→ Exercise: Please reproduce, exactly and with nothing added, the lines of the material below that run from the one containing "# point at: torch" to the end.

━━ Material shown ━━

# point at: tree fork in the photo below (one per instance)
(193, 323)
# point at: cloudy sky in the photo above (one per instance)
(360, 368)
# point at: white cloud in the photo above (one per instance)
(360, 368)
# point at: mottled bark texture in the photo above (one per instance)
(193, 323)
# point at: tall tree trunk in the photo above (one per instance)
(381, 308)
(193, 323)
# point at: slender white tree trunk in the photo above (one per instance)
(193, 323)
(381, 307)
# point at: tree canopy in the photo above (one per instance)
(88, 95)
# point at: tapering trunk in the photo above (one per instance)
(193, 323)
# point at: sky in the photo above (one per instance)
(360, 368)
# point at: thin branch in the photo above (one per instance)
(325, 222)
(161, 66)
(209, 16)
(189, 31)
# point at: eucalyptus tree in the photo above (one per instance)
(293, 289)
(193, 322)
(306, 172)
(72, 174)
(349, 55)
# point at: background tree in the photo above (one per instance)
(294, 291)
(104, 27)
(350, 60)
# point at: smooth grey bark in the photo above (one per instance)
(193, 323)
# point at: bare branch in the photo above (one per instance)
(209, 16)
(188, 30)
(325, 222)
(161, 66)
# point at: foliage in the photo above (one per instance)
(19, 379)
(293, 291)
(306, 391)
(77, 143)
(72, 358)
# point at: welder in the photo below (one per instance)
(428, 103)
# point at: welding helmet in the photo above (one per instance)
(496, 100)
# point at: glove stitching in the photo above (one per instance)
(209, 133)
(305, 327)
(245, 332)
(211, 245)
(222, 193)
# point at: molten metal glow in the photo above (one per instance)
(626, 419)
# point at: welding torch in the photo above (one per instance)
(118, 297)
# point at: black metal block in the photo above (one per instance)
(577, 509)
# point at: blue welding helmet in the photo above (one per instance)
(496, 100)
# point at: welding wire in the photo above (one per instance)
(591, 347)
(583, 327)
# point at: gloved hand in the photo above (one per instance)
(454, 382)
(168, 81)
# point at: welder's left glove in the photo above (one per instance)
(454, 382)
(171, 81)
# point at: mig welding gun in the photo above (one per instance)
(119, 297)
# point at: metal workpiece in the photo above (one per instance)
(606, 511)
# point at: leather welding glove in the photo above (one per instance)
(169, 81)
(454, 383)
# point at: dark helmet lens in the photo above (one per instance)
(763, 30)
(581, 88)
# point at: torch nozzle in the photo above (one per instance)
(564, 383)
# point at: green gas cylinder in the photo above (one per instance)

━━━

→ Task result:
# point at: torch nozzle in the photo above (one per instance)
(564, 383)
# point at: green gas cylinder in the photo above (one per instance)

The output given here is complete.